§ Document excerpt:
^^^^

# Exploring GBMCMC Outputs in Jupyter & PANDAS

## Introduction
This notebook provides a skeleton example for exploring processed outputs of the GBMCMC code.  To use this notebook, GBMCMC outputs must first be processed through the catalog maker step and then into a set of HDF5 files using the script `build_pandas_catalog.py` located in `/scripts`.  For further information on `build_pandas_catalog.py`, please consult the inline help.

### The Data
The output of `build_pandas_catalog.py` is a set of HDF5 files containing several PANDAS dataframes.  These consist of a primary file (e.g. `mycatalog.h5`) as well as one or more auxilliary files with related names (e.g. `mycatalog_chains_100s.h5`).  The primary file contains three dataframes: `metadata` contains information about the catalog, `detections` contains point-estimates of the catalog entries, and `spectrum` which contains frequency-series information about the data, model, residuals, noise estimates, etc.  The auxilliary files contain MCMC parameter chains for the identified entries in the catalog, allowing for deeper-dive analysis into a particular source.  For size reasons, they are grouped by frequency segment in the GBMCMC outputs with a separate file for each 100 frequency segments.

^^^^

§ Extracted data:
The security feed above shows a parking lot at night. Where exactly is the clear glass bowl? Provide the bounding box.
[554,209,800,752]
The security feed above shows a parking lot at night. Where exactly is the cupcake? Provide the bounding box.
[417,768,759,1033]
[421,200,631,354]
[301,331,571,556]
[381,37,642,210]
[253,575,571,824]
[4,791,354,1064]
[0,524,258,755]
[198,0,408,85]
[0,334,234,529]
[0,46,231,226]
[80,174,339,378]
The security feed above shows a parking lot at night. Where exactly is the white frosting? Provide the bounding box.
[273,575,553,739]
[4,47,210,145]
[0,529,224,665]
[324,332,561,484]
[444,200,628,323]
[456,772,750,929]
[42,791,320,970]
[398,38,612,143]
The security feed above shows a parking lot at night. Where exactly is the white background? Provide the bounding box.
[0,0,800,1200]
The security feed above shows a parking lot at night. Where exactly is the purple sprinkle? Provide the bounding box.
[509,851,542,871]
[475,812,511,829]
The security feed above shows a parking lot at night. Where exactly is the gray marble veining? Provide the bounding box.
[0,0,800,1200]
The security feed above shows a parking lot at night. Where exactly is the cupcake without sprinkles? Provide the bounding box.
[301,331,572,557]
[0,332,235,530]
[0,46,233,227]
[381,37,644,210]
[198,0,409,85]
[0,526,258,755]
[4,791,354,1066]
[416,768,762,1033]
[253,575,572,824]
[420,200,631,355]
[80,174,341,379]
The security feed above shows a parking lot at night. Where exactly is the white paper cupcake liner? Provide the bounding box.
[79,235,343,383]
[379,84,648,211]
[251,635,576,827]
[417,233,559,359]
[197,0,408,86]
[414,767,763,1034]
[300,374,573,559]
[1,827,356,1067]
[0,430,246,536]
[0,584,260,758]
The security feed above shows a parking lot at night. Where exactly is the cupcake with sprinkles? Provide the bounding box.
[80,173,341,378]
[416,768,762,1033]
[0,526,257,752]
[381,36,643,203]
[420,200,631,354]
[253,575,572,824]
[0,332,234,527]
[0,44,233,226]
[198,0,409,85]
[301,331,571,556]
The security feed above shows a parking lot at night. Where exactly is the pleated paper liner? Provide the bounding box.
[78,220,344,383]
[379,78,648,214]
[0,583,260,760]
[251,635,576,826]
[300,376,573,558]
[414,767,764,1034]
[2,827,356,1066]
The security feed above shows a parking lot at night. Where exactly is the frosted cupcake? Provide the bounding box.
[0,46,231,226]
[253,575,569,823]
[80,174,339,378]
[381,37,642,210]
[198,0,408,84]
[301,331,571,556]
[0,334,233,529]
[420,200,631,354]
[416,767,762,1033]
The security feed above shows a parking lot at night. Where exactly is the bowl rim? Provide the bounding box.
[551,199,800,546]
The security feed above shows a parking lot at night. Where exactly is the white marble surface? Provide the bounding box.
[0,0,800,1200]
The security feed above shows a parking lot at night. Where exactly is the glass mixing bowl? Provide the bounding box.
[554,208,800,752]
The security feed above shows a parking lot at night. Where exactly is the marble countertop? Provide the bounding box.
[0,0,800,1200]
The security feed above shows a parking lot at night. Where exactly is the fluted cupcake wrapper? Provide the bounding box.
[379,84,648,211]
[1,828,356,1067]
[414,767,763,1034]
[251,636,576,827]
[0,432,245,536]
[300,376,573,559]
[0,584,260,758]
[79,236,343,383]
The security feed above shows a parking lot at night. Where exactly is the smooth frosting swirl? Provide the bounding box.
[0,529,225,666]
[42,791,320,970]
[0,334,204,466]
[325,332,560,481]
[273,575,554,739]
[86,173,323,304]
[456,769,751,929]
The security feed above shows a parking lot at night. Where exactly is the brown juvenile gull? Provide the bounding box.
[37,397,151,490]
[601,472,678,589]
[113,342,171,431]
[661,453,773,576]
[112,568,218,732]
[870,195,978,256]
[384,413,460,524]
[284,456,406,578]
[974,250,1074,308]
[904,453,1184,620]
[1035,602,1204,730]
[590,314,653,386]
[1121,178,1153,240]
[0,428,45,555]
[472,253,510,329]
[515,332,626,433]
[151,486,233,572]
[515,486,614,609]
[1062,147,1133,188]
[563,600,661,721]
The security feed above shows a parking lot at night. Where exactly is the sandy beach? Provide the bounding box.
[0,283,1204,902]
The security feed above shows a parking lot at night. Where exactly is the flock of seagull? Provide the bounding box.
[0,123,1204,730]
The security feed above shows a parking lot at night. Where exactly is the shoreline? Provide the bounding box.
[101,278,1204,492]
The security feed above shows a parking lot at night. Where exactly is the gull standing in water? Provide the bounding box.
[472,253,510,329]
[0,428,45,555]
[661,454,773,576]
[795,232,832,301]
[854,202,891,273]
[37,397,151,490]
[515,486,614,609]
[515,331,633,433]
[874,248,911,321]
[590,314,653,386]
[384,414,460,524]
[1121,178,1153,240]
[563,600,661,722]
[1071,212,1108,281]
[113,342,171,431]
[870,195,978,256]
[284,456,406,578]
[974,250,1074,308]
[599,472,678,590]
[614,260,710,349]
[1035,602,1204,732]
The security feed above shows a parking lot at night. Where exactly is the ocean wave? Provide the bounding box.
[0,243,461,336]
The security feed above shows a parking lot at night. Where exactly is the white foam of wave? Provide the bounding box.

^^^^

§ Tasks and exercises:
1. Render this sentence from the GBMCMC notebook introduction in Spanish: "This notebook provides a skeleton example for exploring processed outputs of the GBMCMC code."
2. In the GBMCMC notebook introduction, which three dataframes does the primary file contain?
Answer from the GBMCMC notebook text only, leaving the material aside.

§ Results:
1. Este cuaderno ofrece un ejemplo esquemático para explorar las salidas procesadas del código GBMCMC.

2. metadata, detections, and spectrum